▶ RECORD EXTRACTS
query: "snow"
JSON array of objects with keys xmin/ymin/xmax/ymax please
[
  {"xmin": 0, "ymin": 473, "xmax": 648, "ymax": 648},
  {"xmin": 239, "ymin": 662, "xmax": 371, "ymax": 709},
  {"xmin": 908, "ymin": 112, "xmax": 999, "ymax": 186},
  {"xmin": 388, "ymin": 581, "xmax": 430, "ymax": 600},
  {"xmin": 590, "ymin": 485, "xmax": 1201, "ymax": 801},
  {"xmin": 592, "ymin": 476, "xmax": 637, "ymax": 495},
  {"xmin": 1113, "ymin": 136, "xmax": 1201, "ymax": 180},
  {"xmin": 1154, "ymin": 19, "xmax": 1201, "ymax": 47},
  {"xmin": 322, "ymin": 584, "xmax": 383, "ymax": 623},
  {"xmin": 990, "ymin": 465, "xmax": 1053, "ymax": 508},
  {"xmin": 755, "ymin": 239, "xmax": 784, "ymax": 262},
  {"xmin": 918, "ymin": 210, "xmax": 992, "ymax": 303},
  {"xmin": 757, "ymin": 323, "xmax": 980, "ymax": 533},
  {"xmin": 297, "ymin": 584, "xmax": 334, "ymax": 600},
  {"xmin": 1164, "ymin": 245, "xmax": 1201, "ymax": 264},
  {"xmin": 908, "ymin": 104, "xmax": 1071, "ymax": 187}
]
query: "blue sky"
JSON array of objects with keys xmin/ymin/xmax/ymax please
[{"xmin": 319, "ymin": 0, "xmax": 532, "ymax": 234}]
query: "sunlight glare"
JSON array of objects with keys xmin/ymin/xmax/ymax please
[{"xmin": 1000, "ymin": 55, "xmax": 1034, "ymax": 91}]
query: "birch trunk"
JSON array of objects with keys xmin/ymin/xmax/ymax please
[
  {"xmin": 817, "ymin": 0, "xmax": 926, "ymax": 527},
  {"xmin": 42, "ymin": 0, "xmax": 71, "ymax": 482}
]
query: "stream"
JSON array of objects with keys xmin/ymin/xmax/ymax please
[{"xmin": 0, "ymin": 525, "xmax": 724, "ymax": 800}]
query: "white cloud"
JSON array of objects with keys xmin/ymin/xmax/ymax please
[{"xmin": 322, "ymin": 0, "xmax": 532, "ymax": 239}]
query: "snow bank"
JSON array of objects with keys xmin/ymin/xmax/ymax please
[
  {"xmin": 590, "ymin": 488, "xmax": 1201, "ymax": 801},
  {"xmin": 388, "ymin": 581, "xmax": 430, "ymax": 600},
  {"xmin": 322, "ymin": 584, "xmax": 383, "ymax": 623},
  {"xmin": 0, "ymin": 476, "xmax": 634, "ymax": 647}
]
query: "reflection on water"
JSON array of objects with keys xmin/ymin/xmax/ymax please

▶ WHAT IS REQUIRED
Copy the records above exactly.

▶ EXERCISE SOLUTION
query: "snow"
JSON array of objects with keys xmin/ymin/xmax/ymax please
[
  {"xmin": 0, "ymin": 473, "xmax": 648, "ymax": 648},
  {"xmin": 239, "ymin": 662, "xmax": 371, "ymax": 709},
  {"xmin": 908, "ymin": 112, "xmax": 999, "ymax": 186},
  {"xmin": 388, "ymin": 581, "xmax": 430, "ymax": 600},
  {"xmin": 590, "ymin": 485, "xmax": 1201, "ymax": 801},
  {"xmin": 592, "ymin": 476, "xmax": 637, "ymax": 495},
  {"xmin": 1113, "ymin": 136, "xmax": 1201, "ymax": 180},
  {"xmin": 1154, "ymin": 19, "xmax": 1201, "ymax": 47},
  {"xmin": 322, "ymin": 584, "xmax": 383, "ymax": 623},
  {"xmin": 990, "ymin": 465, "xmax": 1053, "ymax": 508},
  {"xmin": 755, "ymin": 239, "xmax": 784, "ymax": 262},
  {"xmin": 918, "ymin": 210, "xmax": 992, "ymax": 303},
  {"xmin": 757, "ymin": 323, "xmax": 980, "ymax": 533},
  {"xmin": 297, "ymin": 584, "xmax": 334, "ymax": 600},
  {"xmin": 1164, "ymin": 245, "xmax": 1201, "ymax": 264},
  {"xmin": 908, "ymin": 104, "xmax": 1071, "ymax": 187}
]
query: "blue sky"
JSON array of objects with keys xmin/ymin/xmax/ymax please
[{"xmin": 319, "ymin": 0, "xmax": 532, "ymax": 234}]
query: "sunlight glare"
JSON array of objects with keys xmin/ymin/xmax/ymax please
[{"xmin": 1000, "ymin": 55, "xmax": 1034, "ymax": 91}]
query: "birch trunk"
JSON array of objects with keys xmin/ymin/xmax/ymax please
[
  {"xmin": 817, "ymin": 0, "xmax": 926, "ymax": 527},
  {"xmin": 42, "ymin": 0, "xmax": 71, "ymax": 482}
]
query: "stream"
JSON array of objects with keys xmin/ymin/xmax/ymax please
[{"xmin": 0, "ymin": 525, "xmax": 724, "ymax": 800}]
query: "white cloud"
JSON array of objects with keys xmin/ymin/xmax/ymax please
[{"xmin": 322, "ymin": 0, "xmax": 532, "ymax": 239}]
query: "snow bank"
JSON array of objects with keys xmin/ymin/xmax/ymax please
[
  {"xmin": 590, "ymin": 488, "xmax": 1201, "ymax": 801},
  {"xmin": 388, "ymin": 581, "xmax": 430, "ymax": 600},
  {"xmin": 322, "ymin": 584, "xmax": 383, "ymax": 623},
  {"xmin": 0, "ymin": 476, "xmax": 634, "ymax": 647}
]
query: "reflection on water"
JSON array of objects with keys xmin/ymin/xmax/ymax please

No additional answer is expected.